Your goal :: Locate every line in the entries below that contains the string "target" and copy each of those lines, matching its case exactly.

[Items from a dataset]
"""

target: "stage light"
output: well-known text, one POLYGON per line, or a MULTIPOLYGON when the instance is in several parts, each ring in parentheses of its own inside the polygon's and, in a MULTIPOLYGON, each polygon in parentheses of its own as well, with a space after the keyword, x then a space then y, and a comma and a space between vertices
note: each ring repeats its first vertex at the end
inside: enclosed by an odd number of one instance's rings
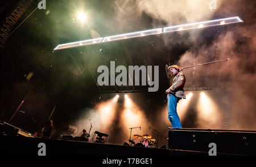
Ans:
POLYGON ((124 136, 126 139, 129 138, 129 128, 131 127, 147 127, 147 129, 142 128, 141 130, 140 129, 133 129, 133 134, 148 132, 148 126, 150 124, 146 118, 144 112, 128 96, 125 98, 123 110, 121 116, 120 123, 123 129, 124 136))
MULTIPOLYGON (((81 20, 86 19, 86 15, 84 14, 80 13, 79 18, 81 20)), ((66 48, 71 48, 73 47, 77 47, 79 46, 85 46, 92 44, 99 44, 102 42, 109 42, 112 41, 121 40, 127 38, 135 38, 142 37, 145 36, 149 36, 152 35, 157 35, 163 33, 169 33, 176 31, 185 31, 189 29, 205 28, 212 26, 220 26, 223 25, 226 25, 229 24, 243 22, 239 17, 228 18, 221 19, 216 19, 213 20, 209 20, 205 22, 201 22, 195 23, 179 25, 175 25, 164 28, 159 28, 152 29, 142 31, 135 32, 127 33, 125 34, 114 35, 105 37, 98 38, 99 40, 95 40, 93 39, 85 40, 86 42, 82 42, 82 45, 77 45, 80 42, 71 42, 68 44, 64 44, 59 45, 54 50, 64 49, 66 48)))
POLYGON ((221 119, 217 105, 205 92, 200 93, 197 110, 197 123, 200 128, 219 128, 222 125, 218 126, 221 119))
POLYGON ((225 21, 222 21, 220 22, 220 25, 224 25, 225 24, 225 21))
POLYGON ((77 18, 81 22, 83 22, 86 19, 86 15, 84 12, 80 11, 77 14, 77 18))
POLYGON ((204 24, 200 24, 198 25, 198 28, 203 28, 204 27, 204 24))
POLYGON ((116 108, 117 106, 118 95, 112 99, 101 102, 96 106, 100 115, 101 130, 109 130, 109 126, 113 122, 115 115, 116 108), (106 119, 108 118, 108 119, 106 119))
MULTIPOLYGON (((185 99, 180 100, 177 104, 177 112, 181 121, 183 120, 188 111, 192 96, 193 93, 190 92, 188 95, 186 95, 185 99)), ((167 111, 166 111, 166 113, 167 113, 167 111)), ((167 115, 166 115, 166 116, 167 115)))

"""
"""

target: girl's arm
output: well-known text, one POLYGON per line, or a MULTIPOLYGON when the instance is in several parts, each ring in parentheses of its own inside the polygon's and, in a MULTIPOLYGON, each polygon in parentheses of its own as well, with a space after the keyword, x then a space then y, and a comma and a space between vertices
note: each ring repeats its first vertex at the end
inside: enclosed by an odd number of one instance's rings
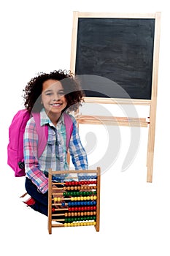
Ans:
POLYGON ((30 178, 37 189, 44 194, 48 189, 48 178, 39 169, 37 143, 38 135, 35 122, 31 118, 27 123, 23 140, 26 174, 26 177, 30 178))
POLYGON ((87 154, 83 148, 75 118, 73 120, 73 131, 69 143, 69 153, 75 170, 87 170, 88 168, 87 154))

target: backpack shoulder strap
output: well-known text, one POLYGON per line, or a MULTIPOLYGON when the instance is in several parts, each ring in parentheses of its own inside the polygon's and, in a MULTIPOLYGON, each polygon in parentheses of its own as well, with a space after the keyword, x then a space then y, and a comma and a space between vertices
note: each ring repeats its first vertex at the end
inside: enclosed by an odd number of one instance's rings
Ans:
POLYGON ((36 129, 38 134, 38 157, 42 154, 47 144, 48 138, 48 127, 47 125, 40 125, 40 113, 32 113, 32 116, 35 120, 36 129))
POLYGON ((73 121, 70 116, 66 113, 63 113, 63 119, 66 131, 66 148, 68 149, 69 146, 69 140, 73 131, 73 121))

"""

Worked answer ::
target: "stage light"
target: girl's arm
target: backpack shoulder strap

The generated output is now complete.